== What to work on ==
Under this task are some entries; return every one of them exactly.

== Recorded information ==
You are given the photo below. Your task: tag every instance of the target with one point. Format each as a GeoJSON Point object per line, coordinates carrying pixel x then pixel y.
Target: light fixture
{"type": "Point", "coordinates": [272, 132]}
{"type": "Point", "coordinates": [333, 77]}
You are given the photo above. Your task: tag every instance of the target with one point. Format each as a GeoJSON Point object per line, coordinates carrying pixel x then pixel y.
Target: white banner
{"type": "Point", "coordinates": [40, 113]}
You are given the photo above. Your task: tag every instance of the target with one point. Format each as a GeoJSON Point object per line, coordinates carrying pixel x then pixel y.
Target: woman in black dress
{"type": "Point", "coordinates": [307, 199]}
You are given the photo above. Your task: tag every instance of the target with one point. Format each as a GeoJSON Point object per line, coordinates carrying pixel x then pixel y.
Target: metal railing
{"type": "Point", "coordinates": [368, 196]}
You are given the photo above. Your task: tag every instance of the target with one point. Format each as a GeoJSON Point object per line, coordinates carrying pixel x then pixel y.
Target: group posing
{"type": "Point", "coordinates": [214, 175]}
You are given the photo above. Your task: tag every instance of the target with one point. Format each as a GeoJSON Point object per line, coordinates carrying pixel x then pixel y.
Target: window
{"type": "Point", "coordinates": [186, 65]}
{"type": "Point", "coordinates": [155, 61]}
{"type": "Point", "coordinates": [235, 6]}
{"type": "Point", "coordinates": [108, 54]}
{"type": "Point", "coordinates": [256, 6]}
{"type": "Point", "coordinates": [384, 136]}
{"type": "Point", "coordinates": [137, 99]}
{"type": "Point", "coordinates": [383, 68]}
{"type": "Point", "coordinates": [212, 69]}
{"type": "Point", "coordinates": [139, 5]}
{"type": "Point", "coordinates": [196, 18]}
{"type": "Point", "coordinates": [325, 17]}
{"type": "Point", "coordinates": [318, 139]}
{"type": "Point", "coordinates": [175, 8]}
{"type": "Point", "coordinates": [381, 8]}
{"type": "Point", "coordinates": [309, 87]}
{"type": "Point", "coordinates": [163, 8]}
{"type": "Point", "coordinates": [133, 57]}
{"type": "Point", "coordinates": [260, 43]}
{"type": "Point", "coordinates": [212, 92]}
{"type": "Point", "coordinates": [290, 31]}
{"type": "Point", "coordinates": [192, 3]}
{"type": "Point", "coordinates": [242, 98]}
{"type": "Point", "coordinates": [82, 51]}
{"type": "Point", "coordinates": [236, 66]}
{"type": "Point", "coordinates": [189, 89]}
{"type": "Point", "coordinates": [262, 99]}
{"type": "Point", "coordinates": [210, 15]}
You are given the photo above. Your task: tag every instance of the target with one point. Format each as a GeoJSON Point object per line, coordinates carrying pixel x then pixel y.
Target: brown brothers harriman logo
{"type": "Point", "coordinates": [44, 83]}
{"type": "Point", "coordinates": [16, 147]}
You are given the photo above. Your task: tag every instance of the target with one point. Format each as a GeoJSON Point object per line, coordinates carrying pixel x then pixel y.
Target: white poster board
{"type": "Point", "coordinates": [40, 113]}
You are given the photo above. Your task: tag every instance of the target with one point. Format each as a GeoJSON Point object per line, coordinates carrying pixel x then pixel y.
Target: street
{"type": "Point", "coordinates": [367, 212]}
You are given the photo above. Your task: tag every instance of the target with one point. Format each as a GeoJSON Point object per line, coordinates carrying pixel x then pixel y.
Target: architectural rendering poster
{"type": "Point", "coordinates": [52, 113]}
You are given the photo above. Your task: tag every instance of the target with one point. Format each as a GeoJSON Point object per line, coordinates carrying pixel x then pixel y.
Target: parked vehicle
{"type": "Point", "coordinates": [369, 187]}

== Problem solution ==
You are given the photo below. Your task: tag every instance of the target with one point. Format each as a GeoJSON Point object per line, coordinates carrying pixel x then pixel y.
Target: light fixture
{"type": "Point", "coordinates": [272, 132]}
{"type": "Point", "coordinates": [333, 77]}
You are given the photo above. Your task: tag every instance of the target with one point. Format each as a GeoJSON Point object per line, coordinates carrying pixel x then pixel y.
Target: white banner
{"type": "Point", "coordinates": [40, 113]}
You are given the photo above. Your task: tag every instance of the target with one point. Format each as a GeoJSON Point object per line, coordinates carrying pixel x then pixel y.
Target: woman in black dress
{"type": "Point", "coordinates": [307, 199]}
You are given the photo above. Your task: tag every instance of the target with one point. Format each as a GeoJSON Point object per line, coordinates carrying pixel x then pixel y.
Target: metal railing
{"type": "Point", "coordinates": [368, 196]}
You are given the photo above. Your task: tag every instance of the target with one point. Format each as a GeoJSON Point object per line, coordinates carrying pixel x then pixel y.
Target: group posing
{"type": "Point", "coordinates": [214, 175]}
You are given the photo above. Your task: tag every instance of the target with one point. Format each as a GeoJSON Point object per line, coordinates carrying pixel x then pixel y.
Target: window
{"type": "Point", "coordinates": [186, 65]}
{"type": "Point", "coordinates": [155, 61]}
{"type": "Point", "coordinates": [235, 6]}
{"type": "Point", "coordinates": [108, 54]}
{"type": "Point", "coordinates": [256, 6]}
{"type": "Point", "coordinates": [384, 136]}
{"type": "Point", "coordinates": [137, 99]}
{"type": "Point", "coordinates": [383, 68]}
{"type": "Point", "coordinates": [212, 69]}
{"type": "Point", "coordinates": [139, 5]}
{"type": "Point", "coordinates": [196, 18]}
{"type": "Point", "coordinates": [325, 17]}
{"type": "Point", "coordinates": [318, 139]}
{"type": "Point", "coordinates": [175, 8]}
{"type": "Point", "coordinates": [381, 8]}
{"type": "Point", "coordinates": [309, 87]}
{"type": "Point", "coordinates": [163, 8]}
{"type": "Point", "coordinates": [133, 57]}
{"type": "Point", "coordinates": [260, 43]}
{"type": "Point", "coordinates": [212, 92]}
{"type": "Point", "coordinates": [290, 31]}
{"type": "Point", "coordinates": [192, 3]}
{"type": "Point", "coordinates": [242, 98]}
{"type": "Point", "coordinates": [82, 51]}
{"type": "Point", "coordinates": [236, 66]}
{"type": "Point", "coordinates": [189, 89]}
{"type": "Point", "coordinates": [262, 99]}
{"type": "Point", "coordinates": [210, 15]}
You are given the photo above. Your task: tag every instance of the target with one point. Format each as a GeoJSON Point object per line, coordinates carrying pixel x then pixel y.
Target: brown brothers harriman logo
{"type": "Point", "coordinates": [44, 83]}
{"type": "Point", "coordinates": [16, 147]}
You are given the photo above. Your task: tag every instance of the target with one point. Format each as a GeoJSON Point object per line, coordinates carrying pixel x then pixel y.
Target: white poster board
{"type": "Point", "coordinates": [40, 113]}
You are given the photo above. Your task: tag every instance of the target with one point. Format each as a GeoJSON Point object per line, coordinates carrying pixel x then pixel y.
Target: street
{"type": "Point", "coordinates": [367, 212]}
You are given the photo above. Your task: tag every instance of the target with one point. Format each as a GeoJSON Point object per line, coordinates carrying pixel x then pixel y.
Target: architectural rendering poster
{"type": "Point", "coordinates": [52, 113]}
You are given the photo above. Your task: tag every instance of the target with one point. Format each as a GeoJSON Point object per line, coordinates carrying pixel x then pixel y.
Target: parked vehicle
{"type": "Point", "coordinates": [369, 187]}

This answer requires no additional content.